## SUPPLIED TEXT
──────────

Thanksgiving 2013, scattered thoughts

I think of this as Methodist. We sang it non-denominationally today.

***

Real quick: can I ask us again to remember the Philippines? To pray and to help?

***

I would like not to forget that Abraham Lincoln could write this, even in the middle of a civil war:

The year that is drawing towards its close, has been filled with the blessings of fruitful fields and healthful skies. To these bounties, which are so constantly enjoyed that we are prone to forget the source from which they come, others have been added, which are of so extraordinary a nature, that they cannot fail to penetrate and soften even the heart which is habitually insensible to the ever watchful providence of Almighty God.

This will be the first year I didn’t make a “Richard Armitage Thanksgiving vid,” but I’ve made three in the past. I am no less thankful for the fact and influence of Richard Armitage this year than any other year! I think the first (spoken word — Armitage says thanks) and third (more musical / emotional) years are the best ones. The second one is punny but I don’t think people really got it.

Having had similar experiences to those of this author, I agree that some of the best Thanksgivings I spent as an adult were those spent in Germany, trying to provide an “authentic” Thanksgiving for fellow ex-pats and dear German friends. I have my own “find a turkey big enough for all of your guests that will actually fit in the oven you have available to you” and “cranberries?” and “bringing canned pumpkin through customs” stories.

──────────

## HOW TO COMPLETE THIS TASK
Pick up the Thanksgiving 2013 post after its last sentence and write what comes next.

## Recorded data
──────────

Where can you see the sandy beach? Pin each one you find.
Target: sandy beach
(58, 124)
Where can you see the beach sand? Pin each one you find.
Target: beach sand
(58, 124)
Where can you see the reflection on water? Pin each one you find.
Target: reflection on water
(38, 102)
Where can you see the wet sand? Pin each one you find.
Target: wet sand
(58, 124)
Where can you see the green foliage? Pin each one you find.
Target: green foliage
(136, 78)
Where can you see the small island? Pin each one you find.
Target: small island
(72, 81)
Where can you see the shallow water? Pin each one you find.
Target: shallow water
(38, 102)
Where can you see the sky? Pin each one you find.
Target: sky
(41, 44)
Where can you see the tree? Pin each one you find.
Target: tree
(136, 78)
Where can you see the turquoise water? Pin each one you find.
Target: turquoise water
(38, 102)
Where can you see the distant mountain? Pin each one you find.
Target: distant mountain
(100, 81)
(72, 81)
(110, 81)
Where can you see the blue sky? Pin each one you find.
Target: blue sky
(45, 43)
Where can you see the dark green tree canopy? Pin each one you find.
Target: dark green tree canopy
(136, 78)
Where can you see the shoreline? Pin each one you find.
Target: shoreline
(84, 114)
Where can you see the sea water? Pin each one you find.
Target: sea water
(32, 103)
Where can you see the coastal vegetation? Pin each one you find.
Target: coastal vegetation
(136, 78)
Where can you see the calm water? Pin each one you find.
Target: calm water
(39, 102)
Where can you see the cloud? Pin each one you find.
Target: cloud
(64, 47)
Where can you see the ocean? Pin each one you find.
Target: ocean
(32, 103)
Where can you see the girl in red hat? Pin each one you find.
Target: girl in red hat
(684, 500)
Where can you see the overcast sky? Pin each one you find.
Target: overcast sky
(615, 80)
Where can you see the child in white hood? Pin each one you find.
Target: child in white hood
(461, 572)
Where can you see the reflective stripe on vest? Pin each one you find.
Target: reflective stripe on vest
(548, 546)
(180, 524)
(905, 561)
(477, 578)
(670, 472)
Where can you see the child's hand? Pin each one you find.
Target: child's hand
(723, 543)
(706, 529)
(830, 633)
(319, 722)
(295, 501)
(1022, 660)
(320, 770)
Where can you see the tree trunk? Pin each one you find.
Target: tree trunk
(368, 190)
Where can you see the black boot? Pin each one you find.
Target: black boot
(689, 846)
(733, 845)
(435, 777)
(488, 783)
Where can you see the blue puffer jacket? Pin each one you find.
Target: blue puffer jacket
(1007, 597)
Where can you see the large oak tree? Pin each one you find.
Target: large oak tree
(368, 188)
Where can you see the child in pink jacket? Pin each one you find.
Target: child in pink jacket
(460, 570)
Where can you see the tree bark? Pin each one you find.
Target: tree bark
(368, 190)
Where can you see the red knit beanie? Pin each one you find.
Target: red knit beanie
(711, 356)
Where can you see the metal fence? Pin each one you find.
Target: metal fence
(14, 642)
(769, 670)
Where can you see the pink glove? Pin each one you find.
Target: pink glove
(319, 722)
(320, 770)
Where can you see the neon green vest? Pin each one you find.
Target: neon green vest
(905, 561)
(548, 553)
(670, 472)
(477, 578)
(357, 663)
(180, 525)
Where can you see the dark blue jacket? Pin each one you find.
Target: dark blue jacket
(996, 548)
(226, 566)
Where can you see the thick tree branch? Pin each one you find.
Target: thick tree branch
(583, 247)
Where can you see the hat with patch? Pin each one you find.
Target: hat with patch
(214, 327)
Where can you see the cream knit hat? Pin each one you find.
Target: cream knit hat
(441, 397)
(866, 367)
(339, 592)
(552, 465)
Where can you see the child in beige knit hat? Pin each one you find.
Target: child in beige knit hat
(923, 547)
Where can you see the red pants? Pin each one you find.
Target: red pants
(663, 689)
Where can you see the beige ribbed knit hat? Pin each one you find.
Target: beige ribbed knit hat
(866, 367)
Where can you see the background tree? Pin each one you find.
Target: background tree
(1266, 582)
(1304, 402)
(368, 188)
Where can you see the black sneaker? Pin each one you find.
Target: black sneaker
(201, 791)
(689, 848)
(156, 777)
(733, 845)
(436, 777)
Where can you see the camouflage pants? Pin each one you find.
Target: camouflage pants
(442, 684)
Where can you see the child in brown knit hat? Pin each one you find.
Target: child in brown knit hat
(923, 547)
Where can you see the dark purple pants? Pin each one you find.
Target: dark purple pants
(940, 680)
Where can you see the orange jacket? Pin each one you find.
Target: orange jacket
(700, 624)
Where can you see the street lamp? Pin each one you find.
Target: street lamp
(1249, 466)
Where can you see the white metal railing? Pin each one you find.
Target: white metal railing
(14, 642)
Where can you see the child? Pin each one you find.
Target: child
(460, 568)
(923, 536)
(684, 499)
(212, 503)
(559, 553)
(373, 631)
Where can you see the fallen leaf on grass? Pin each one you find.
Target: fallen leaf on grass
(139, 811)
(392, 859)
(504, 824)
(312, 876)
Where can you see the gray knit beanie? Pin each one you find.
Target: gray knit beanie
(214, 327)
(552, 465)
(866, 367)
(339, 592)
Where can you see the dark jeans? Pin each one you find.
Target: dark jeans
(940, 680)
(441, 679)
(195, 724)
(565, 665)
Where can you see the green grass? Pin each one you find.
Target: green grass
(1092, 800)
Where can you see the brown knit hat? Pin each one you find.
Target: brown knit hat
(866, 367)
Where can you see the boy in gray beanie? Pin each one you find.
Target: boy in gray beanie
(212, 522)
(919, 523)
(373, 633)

──────────

## REPLY TO THE TASK
Canon for 36 voices, attributed to Johannes Ockeghem (d. 1497), on the text Deo gratias (“thanks be to G-d”)

Although I have not been in the habit of spending Thanksgiving with my parents since about 2001, the holiday is hitting me a bit harder than I’d have expected. When I saw pumpkin pies for sale in the grocery store yesterday, I remembered what my brother said during the pre-funeral conversation about how memorable my mother’s were and my appetite evaporated. Looking back at my attempts to comment on the holiday’s meaning to me, it strikes me that I’ve been so regularly giving thanks for my parents’ survival. Architect wrote me a long message this morning, reminiscing ecstatically about the tiny peas our grandmother put on the table at Thanksgiving and Christmas and giving me the latest on her planned breast cancer therapy. The same students as last year called me up, so I spent this morning and midday doing what I did last year. I’m spending the afternoon in my favorite café, keeping my favorite baristas — who will work their usual shifts from 5 a.m. to midnight today — company. While I write and grade and hope to see a beautiful sunset through the café’s picture window.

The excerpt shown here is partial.